*Exercise brief*:
Set down the records that follow in full and without changes.
(Source material begins)
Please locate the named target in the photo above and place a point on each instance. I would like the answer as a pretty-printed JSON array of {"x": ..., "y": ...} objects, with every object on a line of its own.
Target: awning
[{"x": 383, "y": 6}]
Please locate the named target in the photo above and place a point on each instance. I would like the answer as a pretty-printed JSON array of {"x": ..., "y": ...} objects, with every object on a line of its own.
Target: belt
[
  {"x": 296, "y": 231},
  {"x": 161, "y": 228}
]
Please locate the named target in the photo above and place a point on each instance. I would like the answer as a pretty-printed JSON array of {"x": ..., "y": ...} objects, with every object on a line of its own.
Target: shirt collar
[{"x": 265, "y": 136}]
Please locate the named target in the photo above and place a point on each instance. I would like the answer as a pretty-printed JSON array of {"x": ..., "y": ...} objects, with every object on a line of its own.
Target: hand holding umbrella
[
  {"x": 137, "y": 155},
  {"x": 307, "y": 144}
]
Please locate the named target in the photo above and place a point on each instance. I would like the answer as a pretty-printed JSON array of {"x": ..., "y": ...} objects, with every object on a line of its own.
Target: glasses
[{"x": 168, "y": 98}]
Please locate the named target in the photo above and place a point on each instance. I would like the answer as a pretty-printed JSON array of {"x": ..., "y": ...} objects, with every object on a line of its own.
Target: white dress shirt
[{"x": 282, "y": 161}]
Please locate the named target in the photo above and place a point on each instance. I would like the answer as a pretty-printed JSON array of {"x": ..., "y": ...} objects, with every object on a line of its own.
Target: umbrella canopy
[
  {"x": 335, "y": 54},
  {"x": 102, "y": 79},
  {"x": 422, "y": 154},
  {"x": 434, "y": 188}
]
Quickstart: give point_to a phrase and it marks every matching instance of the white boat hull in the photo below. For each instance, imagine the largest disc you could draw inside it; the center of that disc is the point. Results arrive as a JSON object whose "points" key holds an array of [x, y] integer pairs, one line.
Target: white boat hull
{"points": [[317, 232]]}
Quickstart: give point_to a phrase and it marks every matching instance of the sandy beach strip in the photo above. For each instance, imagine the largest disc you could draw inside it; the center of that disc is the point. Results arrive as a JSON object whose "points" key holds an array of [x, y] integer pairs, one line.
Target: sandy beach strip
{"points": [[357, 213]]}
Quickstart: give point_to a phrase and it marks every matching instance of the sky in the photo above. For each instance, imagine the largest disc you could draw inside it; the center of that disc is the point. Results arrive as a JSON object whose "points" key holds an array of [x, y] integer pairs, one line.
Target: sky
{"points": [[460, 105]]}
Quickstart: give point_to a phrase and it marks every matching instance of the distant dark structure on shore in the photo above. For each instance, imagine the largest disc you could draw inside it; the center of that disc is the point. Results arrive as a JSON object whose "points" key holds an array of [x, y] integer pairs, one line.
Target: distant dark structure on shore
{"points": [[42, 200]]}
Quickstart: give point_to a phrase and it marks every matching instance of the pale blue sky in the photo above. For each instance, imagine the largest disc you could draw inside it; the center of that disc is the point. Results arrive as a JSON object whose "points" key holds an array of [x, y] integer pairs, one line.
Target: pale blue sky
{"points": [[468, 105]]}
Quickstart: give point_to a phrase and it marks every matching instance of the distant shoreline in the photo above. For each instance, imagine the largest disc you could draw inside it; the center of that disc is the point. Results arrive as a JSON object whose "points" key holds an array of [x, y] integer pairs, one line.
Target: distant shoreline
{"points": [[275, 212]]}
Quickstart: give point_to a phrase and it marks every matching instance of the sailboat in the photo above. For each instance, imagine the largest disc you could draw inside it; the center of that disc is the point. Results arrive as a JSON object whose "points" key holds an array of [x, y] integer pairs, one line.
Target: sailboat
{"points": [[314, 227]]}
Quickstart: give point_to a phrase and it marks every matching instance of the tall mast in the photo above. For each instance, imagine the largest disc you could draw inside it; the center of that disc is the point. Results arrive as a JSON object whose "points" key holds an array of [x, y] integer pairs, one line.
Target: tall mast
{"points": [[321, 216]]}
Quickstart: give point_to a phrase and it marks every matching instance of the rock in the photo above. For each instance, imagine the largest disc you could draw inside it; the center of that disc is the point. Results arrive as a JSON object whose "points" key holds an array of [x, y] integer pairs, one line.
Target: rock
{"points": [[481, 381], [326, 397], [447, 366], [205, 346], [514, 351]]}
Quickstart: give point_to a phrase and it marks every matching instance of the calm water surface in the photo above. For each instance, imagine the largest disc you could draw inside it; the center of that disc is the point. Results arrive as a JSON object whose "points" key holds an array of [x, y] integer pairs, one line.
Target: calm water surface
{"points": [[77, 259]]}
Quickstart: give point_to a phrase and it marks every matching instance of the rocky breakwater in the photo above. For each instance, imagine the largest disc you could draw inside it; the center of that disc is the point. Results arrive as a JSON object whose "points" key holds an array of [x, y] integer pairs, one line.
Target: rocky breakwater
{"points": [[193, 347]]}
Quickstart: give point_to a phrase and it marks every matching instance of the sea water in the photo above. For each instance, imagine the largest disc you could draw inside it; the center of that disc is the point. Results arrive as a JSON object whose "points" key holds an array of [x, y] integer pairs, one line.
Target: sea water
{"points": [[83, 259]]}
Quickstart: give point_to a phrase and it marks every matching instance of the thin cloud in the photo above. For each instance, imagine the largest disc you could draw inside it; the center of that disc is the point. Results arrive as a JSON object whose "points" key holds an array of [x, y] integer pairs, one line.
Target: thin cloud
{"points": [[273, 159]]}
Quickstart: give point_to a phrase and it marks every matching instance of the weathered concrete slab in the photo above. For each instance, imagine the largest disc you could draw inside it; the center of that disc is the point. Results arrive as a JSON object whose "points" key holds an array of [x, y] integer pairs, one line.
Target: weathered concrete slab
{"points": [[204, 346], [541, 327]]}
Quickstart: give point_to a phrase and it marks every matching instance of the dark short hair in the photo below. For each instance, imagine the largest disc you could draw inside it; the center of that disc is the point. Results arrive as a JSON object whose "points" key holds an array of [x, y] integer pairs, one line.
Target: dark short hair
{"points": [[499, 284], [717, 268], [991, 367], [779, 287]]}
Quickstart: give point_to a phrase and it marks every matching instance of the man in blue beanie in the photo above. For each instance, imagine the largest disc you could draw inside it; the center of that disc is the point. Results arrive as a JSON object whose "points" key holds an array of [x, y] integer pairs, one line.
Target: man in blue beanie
(Source material ends)
*Your solution*:
Please locate the named target in the photo above and place a point on each instance. I would like the answer as a pretty-printed JSON array of {"x": ..., "y": ...} objects, with every object on a line of its own.
Target: awning
[{"x": 383, "y": 6}]
Please locate the named target in the photo above and place a point on each instance. I would like the answer as a pretty-printed JSON array of {"x": ..., "y": ...} objects, with every object on a line of its own.
Target: belt
[
  {"x": 296, "y": 231},
  {"x": 161, "y": 228}
]
Please locate the named target in the photo above and place a point on each instance. I would like the answer as a pretty-printed JSON array of {"x": ..., "y": ...} objects, with every object on a line of its own.
Target: shirt collar
[{"x": 265, "y": 136}]
Please locate the named target in the photo above and place a point on each instance. I would like the answer as a pretty-printed JSON array of {"x": ..., "y": ...} objects, with every object on a line of its own.
Target: hand holding umbrella
[
  {"x": 137, "y": 155},
  {"x": 307, "y": 144}
]
Please locate the named target in the photo above and place a point on each instance. I would like the answer as a pretty-printed JSON array of {"x": ..., "y": ...} objects, with every object on a line of its own.
Target: glasses
[{"x": 168, "y": 98}]
Please locate the named target in the photo above and place a point on each instance. I would like the answer as a pretty-printed JSON array of {"x": ..., "y": ...} objects, with every object on a line of its own.
Target: white dress shirt
[{"x": 282, "y": 161}]
Please locate the named target in the photo above and place a point on each instance. I would like the answer as a pretty-printed JSON array of {"x": ..., "y": ...} objects, with every object on a line of its own.
Target: umbrella canopy
[
  {"x": 335, "y": 54},
  {"x": 102, "y": 79},
  {"x": 422, "y": 154},
  {"x": 434, "y": 188}
]
Quickstart: give point_to a phrase and it marks every matching instance of the white boat hull in the photo below. For each instance, imagine the largest disc you could draw inside it; the center of that disc is the point. Results arrive as a JSON object whose "points" key holds an array of [x, y] integer pairs, one line.
Target: white boat hull
{"points": [[317, 232]]}
Quickstart: give point_to a phrase and it marks every matching instance of the sandy beach strip in the photo above. For each instance, imagine the largest disc you could draw inside it; the center of that disc is the point. Results arrive as a JSON object whose "points" key holds an array of [x, y] integer pairs, one line.
Target: sandy beach strip
{"points": [[357, 213]]}
Quickstart: give point_to a phrase and it marks every matching instance of the sky in the photo above. For each instance, imagine the largest disc you could draw inside it; the center of that disc is the point. Results arrive as a JSON object whose "points" key holds an array of [x, y] integer pairs, one line.
Target: sky
{"points": [[460, 105]]}
Quickstart: give point_to a phrase and it marks every matching instance of the distant dark structure on shore in the photo above. For each instance, imagine the largest disc you could draw inside it; the center of that disc is the point. Results arrive as a JSON object whose "points" key holds an array of [x, y] integer pairs, one line.
Target: distant dark structure on shore
{"points": [[42, 200]]}
Quickstart: give point_to a phrase and it marks every matching instance of the pale blue sky in the photo above. For each instance, imagine the largest disc you could draw inside it; the center of that disc is the point. Results arrive as a JSON object whose "points" key holds an array of [x, y] integer pairs, one line.
Target: pale blue sky
{"points": [[468, 105]]}
Quickstart: give point_to a phrase and it marks every matching instance of the distant shoreline in the photo above. For each instance, imagine the largest disc you could draw inside it; the center of that disc is the point. Results arrive as a JSON object whose "points" key holds an array of [x, y] integer pairs, one line.
Target: distant shoreline
{"points": [[275, 212]]}
Quickstart: give point_to a phrase and it marks every matching instance of the sailboat in the photo above. For each instance, imagine the largest disc you could draw inside it; the center of that disc is the point. Results arrive as a JSON object whose "points" key holds an array of [x, y] integer pairs, one line.
Target: sailboat
{"points": [[314, 227]]}
Quickstart: give point_to a phrase and it marks every matching instance of the tall mast in the photo above. For each instance, imagine the largest disc you could draw inside it; the center of that disc is the point. Results arrive as a JSON object whose "points" key holds an array of [x, y] integer pairs, one line.
Target: tall mast
{"points": [[321, 216]]}
Quickstart: give point_to a phrase and it marks every matching instance of the rock in the photo above. For each instance, imagine the largest disc you could draw inside it; the center of that disc is the point. Results arrive as a JSON object whose "points" key holds an array of [x, y] integer pairs, one line.
Target: rock
{"points": [[481, 381], [326, 397], [447, 366], [205, 346], [514, 351]]}
Quickstart: give point_to a phrase and it marks every matching instance of the calm water surface in the photo above. For each instance, imagine the largest disc you could draw inside it; the center of that disc is the point. Results arrive as a JSON object whose "points" key holds an array of [x, y] integer pairs, one line.
Target: calm water surface
{"points": [[77, 259]]}
Quickstart: give point_to a phrase and it marks every matching instance of the rocky breakwater in the photo above. For each instance, imagine the largest disc you could draw inside it; the center of that disc is the point. Results arrive as a JSON object whose "points" key holds an array of [x, y] integer pairs, one line.
Target: rocky breakwater
{"points": [[193, 347]]}
Quickstart: give point_to a phrase and it marks every matching instance of the sea water in the photo above. For each instance, imagine the largest disc you could draw inside it; the center of that disc is the point. Results arrive as a JSON object whose "points" key holds an array of [x, y] integer pairs, one line.
Target: sea water
{"points": [[83, 259]]}
Quickstart: give point_to a phrase and it marks every matching instance of the thin cloud in the photo above. For each instance, imagine the largest disc you could draw inside it; the center of that disc is the point. Results arrive as a JSON object whose "points" key holds an array of [x, y] integer pairs, one line.
Target: thin cloud
{"points": [[273, 159]]}
Quickstart: give point_to a phrase and it marks every matching instance of the weathered concrete slab in the photo above. For each instance, imagine the largest disc you could draw inside it; the center of that disc is the point. Results arrive as a JSON object whose "points" key holds an array of [x, y] integer pairs, one line.
Target: weathered concrete slab
{"points": [[204, 346], [541, 327]]}
Quickstart: give point_to a phrase and it marks every matching instance of the dark short hair in the photo below. For each instance, imagine the largest disc you could draw inside it; the center of that disc is the point. Results arrive as a JSON object whose "points" key holds an array of [x, y] integer pairs, one line.
Target: dark short hair
{"points": [[499, 284], [717, 268], [991, 367], [779, 287]]}
Quickstart: give point_to a phrase and it marks every matching instance of the man in blue beanie in the photo above. For each instance, imagine the largest disc you could draw inside it; the center of that disc is the point. Results arrive as a JSON object whose "points" key holds an array of [x, y] integer pairs, one line.
Target: man in blue beanie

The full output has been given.